[TREŚĆ POLECENIA]: Zwróć w całości i bez najmniejszych zmian poniższy fragment tekstu o Ukraińcach w rosyjskiej niewoli.

Reklama
Rozwiń
Reklama

Ukraińcy: Nie wiemy dokładnie, kto jest w rosyjskiej niewoli

Rosja więzi tysiące Ukraińców, ale też Tatarów krymskich. Organizacje praw człowieka udokumentowały już 98 tysięcy przypadków rosyjskich zbrodni wojennych.

Publikacja: 25.11.2025 07:30

Wojna Rosji z Ukrainą trwa już ponad 1000 dni

Wojna Rosji z Ukrainą trwa już 980 dni

Wojna Rosji z Ukrainą trwa już ponad 1000 dni

Foto: Sztab Generalny Sił Zbrojnych Ukrainy

Z tego artykułu się dowiesz:

  • Jakie są wyzwania związane z dokumentowaniem zbrodni wojennych i ochroną praw człowieka na terenach konfliktu rosyjsko-ukraińskiego?
  • Jakie działania podejmują międzynarodowe i ukraińskie organizacje w celu odnalezienia i uwolnienia jeńców wojennych?
  • Dlaczego rosyjskie sądy klasyfikują ukraińskich jeńców jako terrorystów i na jakie wyroki są skazywani?
  • W jaki sposób Rosjanie represjonują aktywistów niepodległościowych na okupowanym Krymie?
  • Jakie mechanizmy wsparcia psychologicznego i socjalnego są dostępne dla weteranów i rodzin osób przebywających w niewoli?
  • Jakie są praktyki stosowane przez Rosjan wobec więźniów i jakie są reakcje społeczności międzynarodowej na takie działania?

Dmytro Paszkanianu był obrońcą Mariupola. Służył w kompanii remontowej 36. Brygady Piechoty Morskiej. – Dzięki temu przeżyłem. Bo większość chłopców i dziewczyn nie żyje – mówi.

[MATERIAŁ]:
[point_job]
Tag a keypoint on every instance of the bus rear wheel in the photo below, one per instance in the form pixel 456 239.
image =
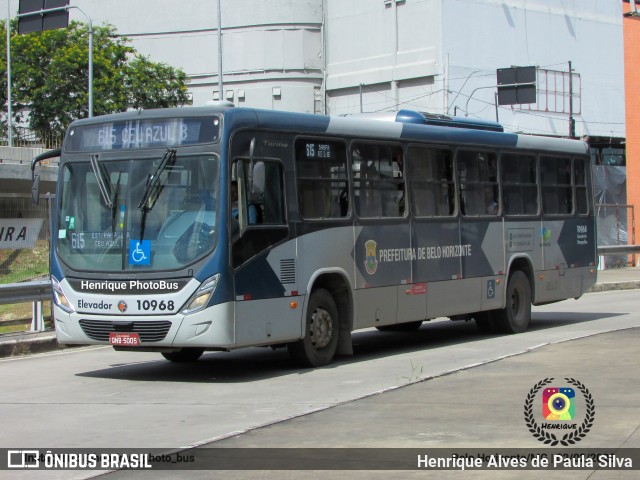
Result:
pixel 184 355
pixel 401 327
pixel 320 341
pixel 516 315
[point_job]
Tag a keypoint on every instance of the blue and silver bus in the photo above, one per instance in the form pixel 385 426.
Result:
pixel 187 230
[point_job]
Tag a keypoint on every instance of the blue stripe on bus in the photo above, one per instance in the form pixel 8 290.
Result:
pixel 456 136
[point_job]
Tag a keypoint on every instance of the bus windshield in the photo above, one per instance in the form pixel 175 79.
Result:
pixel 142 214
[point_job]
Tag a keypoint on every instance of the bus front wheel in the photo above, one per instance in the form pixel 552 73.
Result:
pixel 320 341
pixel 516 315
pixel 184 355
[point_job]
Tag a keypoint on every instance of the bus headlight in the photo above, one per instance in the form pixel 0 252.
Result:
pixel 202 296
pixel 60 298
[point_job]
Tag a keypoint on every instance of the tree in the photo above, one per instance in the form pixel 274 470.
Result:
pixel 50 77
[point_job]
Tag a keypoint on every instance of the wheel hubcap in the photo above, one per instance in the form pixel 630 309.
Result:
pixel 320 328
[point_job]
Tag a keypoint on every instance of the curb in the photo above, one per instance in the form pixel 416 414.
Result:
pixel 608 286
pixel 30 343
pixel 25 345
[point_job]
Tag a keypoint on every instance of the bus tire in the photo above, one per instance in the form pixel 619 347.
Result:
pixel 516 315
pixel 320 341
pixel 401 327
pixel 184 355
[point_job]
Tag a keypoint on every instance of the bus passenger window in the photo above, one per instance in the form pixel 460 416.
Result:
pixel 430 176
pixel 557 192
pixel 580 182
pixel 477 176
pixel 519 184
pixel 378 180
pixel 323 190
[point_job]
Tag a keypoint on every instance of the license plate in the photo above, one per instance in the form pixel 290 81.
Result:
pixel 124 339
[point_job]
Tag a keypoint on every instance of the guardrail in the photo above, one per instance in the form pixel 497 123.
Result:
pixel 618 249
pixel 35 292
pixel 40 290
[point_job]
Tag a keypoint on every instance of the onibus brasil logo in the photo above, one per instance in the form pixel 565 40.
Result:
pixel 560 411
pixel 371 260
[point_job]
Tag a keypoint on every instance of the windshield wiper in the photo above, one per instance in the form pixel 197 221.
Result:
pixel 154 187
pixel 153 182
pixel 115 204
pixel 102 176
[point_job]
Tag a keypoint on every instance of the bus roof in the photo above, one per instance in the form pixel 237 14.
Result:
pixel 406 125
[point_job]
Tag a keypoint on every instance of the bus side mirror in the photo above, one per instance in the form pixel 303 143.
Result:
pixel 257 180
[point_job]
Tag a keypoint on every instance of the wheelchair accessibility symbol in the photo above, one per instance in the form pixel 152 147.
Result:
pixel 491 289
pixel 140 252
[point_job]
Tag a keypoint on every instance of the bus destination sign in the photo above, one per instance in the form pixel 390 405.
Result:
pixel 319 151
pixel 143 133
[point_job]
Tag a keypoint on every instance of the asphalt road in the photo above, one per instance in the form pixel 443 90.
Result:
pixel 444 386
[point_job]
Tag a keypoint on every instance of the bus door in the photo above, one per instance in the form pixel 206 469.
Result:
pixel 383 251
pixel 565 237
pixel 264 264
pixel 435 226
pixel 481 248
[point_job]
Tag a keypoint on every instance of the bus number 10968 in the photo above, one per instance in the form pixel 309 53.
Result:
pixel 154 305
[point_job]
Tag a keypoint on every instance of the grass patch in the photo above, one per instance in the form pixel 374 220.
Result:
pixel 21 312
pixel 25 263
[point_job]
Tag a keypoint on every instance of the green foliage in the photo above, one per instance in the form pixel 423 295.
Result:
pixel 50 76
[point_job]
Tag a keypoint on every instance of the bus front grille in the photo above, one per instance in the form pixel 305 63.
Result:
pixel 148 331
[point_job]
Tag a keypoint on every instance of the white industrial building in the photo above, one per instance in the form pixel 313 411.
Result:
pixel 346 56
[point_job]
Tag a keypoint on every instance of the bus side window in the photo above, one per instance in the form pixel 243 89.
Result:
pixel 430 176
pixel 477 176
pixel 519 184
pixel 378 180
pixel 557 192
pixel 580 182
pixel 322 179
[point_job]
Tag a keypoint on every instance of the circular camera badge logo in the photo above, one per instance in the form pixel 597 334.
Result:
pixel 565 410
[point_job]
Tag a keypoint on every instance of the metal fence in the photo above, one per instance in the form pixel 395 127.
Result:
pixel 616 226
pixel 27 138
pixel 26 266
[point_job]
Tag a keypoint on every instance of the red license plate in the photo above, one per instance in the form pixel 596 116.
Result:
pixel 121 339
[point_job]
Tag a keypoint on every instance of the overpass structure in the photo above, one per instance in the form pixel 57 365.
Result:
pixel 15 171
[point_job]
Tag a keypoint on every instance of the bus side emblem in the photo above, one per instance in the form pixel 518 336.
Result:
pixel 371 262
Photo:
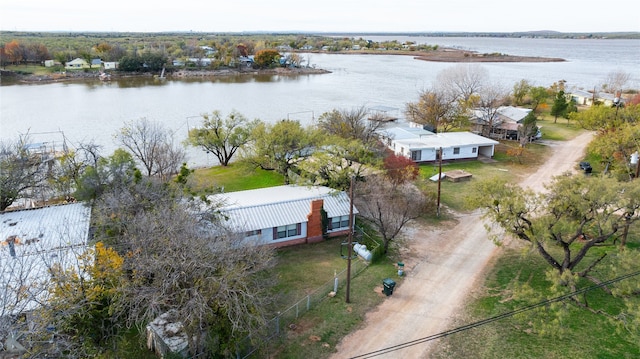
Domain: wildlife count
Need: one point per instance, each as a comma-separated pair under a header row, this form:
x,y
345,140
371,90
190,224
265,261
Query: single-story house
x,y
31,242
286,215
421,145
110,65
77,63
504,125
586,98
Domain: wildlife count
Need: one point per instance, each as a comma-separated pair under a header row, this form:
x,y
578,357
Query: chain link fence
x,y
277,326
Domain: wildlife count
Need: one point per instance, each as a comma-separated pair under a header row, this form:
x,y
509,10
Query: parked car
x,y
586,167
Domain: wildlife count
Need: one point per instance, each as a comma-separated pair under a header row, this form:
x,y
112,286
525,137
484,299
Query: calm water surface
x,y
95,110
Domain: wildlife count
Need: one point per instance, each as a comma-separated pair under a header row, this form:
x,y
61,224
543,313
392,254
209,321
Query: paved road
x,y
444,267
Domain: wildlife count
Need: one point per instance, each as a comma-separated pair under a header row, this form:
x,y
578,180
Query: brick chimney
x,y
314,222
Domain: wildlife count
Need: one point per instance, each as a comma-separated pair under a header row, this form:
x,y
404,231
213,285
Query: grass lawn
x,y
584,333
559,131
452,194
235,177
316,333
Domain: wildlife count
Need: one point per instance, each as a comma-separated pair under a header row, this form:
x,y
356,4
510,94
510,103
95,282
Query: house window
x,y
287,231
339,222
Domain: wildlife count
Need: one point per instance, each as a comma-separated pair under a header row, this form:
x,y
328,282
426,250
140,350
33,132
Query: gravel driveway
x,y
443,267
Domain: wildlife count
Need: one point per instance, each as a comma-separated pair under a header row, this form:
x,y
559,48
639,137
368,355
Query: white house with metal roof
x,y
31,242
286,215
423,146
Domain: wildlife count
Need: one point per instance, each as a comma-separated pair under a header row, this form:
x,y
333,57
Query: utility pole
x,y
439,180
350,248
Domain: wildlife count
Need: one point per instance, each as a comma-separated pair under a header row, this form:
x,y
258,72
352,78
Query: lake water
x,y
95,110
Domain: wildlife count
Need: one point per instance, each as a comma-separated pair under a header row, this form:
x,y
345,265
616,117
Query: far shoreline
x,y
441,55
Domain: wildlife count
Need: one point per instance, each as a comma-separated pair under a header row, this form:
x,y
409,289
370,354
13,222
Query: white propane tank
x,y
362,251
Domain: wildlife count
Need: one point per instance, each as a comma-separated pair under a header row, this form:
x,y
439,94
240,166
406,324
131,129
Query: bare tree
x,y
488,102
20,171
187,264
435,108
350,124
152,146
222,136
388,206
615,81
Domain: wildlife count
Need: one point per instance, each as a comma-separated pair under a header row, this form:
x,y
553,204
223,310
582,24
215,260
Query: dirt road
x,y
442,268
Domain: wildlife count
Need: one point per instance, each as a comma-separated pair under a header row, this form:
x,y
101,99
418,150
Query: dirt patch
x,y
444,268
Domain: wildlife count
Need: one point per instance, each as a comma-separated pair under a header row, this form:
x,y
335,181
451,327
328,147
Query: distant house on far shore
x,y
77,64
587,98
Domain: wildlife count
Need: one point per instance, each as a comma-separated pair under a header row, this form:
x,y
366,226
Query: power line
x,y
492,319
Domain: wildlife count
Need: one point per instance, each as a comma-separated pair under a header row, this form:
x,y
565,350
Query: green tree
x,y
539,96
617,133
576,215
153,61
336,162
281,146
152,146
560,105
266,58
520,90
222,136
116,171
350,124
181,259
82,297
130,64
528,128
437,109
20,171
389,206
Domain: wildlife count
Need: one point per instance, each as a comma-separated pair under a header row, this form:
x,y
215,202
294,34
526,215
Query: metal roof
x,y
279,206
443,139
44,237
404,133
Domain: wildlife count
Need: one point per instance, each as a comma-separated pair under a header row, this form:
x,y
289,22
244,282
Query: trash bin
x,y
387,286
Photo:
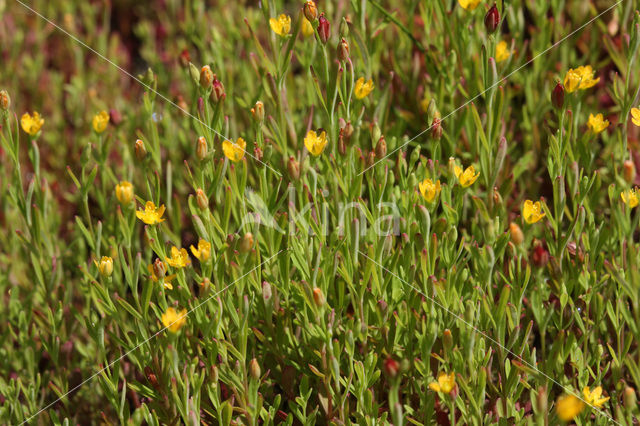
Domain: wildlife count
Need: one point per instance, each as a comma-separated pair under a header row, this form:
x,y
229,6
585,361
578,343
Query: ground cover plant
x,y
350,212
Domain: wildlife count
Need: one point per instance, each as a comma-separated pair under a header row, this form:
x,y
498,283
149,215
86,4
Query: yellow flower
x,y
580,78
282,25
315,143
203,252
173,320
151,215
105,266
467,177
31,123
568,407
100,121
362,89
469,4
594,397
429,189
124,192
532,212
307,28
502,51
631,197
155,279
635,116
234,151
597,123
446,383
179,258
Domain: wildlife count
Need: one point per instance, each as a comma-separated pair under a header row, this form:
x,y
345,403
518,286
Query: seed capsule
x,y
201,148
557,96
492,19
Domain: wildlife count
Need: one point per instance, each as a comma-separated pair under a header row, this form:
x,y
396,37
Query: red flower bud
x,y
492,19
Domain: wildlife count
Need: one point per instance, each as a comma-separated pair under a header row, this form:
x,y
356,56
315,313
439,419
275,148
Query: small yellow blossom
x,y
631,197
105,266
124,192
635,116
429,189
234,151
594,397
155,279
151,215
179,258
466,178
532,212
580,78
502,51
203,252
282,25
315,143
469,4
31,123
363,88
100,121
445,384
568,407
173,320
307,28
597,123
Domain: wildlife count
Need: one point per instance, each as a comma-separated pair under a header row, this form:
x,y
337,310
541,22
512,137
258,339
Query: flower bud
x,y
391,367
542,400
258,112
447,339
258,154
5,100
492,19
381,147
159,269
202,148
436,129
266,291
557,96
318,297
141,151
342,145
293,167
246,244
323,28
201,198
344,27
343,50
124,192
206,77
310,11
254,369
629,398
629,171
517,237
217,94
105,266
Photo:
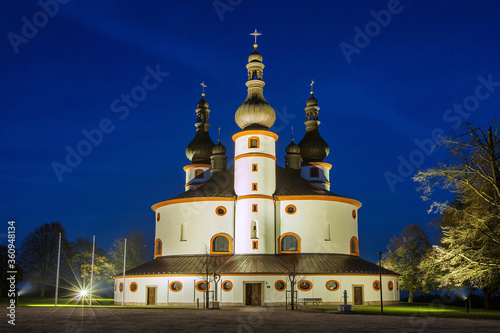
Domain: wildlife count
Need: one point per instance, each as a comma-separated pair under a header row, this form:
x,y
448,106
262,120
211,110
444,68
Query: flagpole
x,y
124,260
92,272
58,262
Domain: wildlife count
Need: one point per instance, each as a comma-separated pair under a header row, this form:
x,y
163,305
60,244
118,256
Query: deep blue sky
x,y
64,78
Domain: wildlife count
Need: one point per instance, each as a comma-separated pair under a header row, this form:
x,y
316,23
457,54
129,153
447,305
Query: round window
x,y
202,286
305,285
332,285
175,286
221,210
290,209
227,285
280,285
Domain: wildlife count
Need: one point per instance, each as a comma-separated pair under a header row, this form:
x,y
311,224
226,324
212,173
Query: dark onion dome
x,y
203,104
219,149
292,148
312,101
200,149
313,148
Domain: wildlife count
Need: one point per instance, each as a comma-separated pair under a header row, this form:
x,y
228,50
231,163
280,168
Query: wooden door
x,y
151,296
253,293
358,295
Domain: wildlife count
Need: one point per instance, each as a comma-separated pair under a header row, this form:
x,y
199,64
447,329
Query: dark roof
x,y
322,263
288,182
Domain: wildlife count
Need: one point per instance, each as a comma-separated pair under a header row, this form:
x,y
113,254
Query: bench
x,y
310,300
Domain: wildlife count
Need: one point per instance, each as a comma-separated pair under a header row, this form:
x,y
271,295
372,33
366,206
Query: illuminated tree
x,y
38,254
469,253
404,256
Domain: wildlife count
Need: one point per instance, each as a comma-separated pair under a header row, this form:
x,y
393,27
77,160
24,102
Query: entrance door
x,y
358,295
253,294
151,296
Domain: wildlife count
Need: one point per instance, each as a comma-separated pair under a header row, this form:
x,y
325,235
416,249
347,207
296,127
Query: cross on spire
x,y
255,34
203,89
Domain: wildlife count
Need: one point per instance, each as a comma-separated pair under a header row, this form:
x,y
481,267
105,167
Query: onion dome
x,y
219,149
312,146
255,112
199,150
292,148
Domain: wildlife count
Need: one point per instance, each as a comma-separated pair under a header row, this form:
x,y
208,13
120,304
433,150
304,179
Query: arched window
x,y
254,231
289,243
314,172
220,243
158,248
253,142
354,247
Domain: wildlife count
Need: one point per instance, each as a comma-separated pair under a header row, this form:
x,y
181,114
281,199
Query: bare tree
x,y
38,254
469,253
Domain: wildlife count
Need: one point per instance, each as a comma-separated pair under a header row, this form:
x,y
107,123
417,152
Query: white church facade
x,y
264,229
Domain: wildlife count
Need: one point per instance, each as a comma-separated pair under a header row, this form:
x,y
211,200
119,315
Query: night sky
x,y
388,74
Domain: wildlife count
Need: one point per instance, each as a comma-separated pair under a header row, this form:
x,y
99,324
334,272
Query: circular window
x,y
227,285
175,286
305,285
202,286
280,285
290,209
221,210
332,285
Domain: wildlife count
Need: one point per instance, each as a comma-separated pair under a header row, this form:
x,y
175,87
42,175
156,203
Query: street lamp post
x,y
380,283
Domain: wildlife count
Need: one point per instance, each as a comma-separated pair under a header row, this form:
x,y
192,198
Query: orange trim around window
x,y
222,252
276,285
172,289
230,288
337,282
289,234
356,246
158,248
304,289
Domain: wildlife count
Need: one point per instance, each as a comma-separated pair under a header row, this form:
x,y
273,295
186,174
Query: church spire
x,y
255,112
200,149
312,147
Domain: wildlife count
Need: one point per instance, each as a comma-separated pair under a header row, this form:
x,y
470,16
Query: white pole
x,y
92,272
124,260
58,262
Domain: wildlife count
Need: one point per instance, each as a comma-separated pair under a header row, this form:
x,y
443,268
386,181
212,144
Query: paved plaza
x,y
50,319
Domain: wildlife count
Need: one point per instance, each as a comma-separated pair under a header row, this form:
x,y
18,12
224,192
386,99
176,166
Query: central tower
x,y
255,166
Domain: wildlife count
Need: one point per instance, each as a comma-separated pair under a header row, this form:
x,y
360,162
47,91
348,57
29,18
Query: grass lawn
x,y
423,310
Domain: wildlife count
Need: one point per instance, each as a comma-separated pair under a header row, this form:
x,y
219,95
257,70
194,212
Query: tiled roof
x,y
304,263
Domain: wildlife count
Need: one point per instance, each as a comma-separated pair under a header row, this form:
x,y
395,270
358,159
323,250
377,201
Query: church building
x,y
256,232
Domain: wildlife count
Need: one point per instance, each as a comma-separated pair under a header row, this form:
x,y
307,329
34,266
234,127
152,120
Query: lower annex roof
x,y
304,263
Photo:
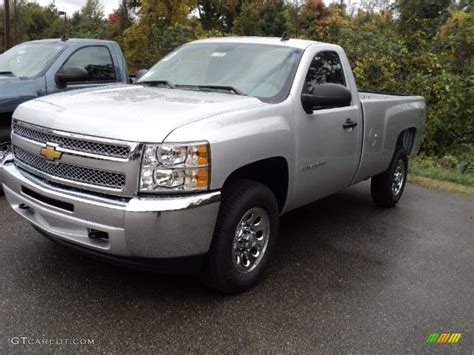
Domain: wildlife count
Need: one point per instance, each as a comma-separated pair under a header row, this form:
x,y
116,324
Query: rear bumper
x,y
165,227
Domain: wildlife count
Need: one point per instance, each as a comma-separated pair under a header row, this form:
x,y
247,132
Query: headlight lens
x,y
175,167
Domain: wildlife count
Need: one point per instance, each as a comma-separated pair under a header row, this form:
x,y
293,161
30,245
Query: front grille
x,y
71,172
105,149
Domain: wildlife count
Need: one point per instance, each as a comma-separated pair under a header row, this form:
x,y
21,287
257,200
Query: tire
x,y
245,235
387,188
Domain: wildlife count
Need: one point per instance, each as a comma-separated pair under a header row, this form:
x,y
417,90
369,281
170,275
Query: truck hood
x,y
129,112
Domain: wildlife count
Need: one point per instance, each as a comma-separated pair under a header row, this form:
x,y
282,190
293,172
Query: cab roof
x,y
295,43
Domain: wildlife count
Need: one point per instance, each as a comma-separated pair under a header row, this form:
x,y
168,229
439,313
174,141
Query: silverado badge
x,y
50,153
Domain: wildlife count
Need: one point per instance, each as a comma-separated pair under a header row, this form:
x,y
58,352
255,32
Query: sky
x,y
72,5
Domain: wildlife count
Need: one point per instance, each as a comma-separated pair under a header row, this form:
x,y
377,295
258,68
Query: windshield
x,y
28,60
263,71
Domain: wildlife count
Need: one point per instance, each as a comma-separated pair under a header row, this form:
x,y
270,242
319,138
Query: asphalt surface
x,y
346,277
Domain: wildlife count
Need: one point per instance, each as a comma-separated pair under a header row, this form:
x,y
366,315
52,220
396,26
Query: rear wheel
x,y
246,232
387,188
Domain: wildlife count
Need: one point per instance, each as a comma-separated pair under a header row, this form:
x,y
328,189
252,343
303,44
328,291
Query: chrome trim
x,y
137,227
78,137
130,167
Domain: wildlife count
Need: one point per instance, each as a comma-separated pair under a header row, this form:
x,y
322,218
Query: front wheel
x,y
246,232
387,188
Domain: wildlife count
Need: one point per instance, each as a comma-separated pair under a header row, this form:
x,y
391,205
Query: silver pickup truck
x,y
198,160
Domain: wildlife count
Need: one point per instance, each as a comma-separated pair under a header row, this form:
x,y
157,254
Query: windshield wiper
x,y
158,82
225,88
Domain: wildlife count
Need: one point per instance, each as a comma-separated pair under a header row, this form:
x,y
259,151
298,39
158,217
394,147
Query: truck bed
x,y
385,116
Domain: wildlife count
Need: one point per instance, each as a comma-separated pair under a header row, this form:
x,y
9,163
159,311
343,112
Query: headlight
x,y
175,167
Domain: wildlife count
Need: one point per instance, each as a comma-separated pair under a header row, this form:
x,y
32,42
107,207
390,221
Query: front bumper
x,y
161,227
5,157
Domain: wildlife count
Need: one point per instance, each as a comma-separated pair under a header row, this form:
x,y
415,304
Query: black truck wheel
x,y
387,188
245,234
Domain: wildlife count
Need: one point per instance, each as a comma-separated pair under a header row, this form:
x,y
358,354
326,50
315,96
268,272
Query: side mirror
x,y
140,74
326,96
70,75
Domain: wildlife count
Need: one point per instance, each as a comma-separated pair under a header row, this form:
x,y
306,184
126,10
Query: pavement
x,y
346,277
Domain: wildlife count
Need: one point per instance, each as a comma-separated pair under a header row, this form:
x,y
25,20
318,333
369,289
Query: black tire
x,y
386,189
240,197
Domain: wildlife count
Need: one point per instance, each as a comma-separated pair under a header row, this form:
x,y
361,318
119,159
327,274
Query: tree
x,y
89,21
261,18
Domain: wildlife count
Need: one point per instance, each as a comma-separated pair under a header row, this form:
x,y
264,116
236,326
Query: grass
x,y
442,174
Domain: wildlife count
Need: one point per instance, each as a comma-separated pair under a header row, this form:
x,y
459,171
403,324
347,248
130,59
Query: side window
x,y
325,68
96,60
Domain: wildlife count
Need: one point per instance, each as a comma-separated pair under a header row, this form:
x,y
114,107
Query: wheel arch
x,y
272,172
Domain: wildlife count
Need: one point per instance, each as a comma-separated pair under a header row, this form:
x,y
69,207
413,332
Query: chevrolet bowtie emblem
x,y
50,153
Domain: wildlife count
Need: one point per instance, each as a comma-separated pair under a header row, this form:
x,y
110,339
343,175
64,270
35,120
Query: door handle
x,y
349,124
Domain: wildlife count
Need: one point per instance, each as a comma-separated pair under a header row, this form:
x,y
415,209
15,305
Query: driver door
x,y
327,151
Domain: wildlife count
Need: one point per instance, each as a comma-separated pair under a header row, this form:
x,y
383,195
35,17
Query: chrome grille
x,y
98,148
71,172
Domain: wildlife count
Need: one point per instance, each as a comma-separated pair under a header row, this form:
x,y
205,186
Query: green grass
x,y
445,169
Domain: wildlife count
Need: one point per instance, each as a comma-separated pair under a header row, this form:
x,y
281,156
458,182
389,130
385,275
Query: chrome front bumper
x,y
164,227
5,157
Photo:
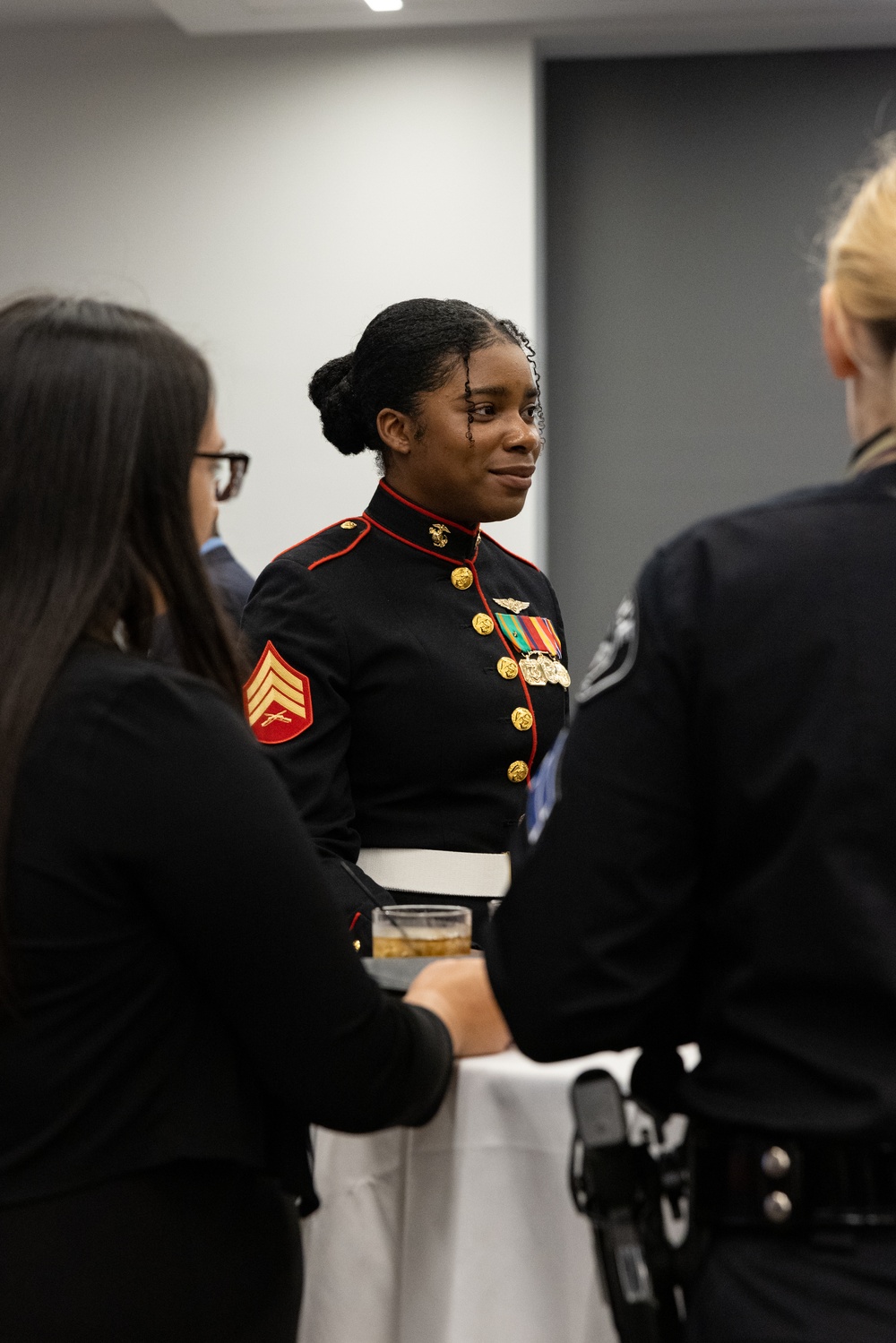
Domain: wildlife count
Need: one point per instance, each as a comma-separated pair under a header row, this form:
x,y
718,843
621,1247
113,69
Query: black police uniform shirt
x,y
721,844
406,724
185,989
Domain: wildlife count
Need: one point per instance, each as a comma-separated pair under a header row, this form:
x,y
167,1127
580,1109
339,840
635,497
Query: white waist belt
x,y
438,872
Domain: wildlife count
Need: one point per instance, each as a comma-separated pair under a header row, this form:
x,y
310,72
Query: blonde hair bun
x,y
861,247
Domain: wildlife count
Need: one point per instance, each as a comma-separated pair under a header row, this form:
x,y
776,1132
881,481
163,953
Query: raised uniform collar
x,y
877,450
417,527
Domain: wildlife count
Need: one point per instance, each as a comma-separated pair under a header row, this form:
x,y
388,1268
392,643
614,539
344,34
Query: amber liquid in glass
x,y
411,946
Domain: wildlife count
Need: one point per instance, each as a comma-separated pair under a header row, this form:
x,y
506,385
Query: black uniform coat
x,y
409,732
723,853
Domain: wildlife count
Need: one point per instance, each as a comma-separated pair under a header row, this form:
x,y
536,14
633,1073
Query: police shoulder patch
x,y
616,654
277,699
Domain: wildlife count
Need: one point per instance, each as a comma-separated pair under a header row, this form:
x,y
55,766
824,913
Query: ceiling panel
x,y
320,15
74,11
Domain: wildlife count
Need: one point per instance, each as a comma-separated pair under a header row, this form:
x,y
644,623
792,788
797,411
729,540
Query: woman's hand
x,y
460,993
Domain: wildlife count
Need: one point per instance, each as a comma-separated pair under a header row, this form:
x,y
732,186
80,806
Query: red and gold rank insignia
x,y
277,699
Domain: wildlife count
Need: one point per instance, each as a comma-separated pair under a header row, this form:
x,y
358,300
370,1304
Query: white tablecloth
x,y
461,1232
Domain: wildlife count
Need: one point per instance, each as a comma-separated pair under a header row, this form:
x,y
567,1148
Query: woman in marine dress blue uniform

[ODPOWIEDŹ]:
Reklama
Rozwiń
Reklama

Ukraińcy: Nie wiemy dokładnie, kto jest w rosyjskiej niewoli

Rosja więzi tysiące Ukraińców, ale też Tatarów krymskich. Organizacje praw człowieka udokumentowały już 98 tysięcy przypadków rosyjskich zbrodni wojennych.

Publikacja: 25.11.2025 07:30

Wojna Rosji z Ukrainą trwa już ponad 1000 dni

Wojna Rosji z Ukrainą trwa już 980 dni

Wojna Rosji z Ukrainą trwa już ponad 1000 dni

Foto: Sztab Generalny Sił Zbrojnych Ukrainy

Z tego artykułu się dowiesz:

  • Jakie są wyzwania związane z dokumentowaniem zbrodni wojennych i ochroną praw człowieka na terenach konfliktu rosyjsko-ukraińskiego?
  • Jakie działania podejmują międzynarodowe i ukraińskie organizacje w celu odnalezienia i uwolnienia jeńców wojennych?
  • Dlaczego rosyjskie sądy klasyfikują ukraińskich jeńców jako terrorystów i na jakie wyroki są skazywani?
  • W jaki sposób Rosjanie represjonują aktywistów niepodległościowych na okupowanym Krymie?
  • Jakie mechanizmy wsparcia psychologicznego i socjalnego są dostępne dla weteranów i rodzin osób przebywających w niewoli?
  • Jakie są praktyki stosowane przez Rosjan wobec więźniów i jakie są reakcje społeczności międzynarodowej na takie działania?

Dmytro Paszkanianu był obrońcą Mariupola. Służył w kompanii remontowej 36. Brygady Piechoty Morskiej. – Dzięki temu przeżyłem. Bo większość chłopców i dziewczyn nie żyje – mówi.